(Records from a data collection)
__________________________________________________
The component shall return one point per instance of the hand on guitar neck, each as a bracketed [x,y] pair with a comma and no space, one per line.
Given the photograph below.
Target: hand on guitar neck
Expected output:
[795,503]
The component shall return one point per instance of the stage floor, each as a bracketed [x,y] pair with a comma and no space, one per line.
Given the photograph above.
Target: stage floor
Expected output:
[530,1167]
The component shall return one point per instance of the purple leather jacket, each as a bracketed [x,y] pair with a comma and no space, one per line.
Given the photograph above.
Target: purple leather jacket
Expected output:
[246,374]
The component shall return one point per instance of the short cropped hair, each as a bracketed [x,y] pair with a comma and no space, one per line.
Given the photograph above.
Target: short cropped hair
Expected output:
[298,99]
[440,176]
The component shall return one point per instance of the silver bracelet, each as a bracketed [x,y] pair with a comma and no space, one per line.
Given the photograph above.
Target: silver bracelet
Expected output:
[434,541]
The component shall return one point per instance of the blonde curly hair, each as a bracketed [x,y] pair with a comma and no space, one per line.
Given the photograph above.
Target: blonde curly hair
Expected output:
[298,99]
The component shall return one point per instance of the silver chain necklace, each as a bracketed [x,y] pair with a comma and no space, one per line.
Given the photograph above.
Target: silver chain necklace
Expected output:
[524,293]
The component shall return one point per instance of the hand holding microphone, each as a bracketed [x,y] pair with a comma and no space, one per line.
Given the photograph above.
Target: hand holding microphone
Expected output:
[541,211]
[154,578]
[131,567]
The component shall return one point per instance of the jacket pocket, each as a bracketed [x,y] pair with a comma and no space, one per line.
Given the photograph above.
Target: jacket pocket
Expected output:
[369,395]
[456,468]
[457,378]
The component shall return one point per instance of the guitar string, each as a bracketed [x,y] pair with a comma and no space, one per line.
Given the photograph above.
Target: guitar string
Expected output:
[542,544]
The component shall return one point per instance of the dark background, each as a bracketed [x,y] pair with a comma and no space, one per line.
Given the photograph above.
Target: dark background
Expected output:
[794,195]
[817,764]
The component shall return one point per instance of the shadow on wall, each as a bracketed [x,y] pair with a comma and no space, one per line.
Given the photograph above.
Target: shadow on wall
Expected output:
__________________________________________________
(HOW TO COMPLETE THIS TASK)
Your task is to restate, word for word, only those lines above that fall between the line holding "Target: hand on guitar neck" and the line holding "Target: purple leather jacket", inclusive.

(SOLUTION TO THIS EXERCISE)
Target: hand on guitar neck
Expected output:
[795,503]
The component shall return one point per instance of the stage floor, each as a bracketed [x,y] pair with a comma and no space, one per line.
Given the photograph above.
Target: stage floor
Expected output:
[530,1167]
The component shall return one point per instance of the purple leather jacket, each as a bracketed [x,y] pair with a comma and no space, one per line.
Given the photograph above.
Target: purple leather jacket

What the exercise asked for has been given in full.